Instructions to follow -
Every entry must come back exactly as it was given.

Task material -
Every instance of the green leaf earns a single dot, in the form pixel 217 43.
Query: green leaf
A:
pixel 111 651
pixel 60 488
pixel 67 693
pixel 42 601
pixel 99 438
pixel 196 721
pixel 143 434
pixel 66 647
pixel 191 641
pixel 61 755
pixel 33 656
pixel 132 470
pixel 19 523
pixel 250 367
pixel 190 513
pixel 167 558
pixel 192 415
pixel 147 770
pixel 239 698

Task solution -
Every instance of the green leaf earns a single dot, in the form pixel 217 43.
Query: green leaf
A:
pixel 111 651
pixel 60 488
pixel 67 693
pixel 42 601
pixel 99 438
pixel 196 721
pixel 143 434
pixel 66 647
pixel 191 641
pixel 61 755
pixel 33 656
pixel 132 470
pixel 19 523
pixel 250 367
pixel 190 513
pixel 167 558
pixel 192 415
pixel 147 770
pixel 239 698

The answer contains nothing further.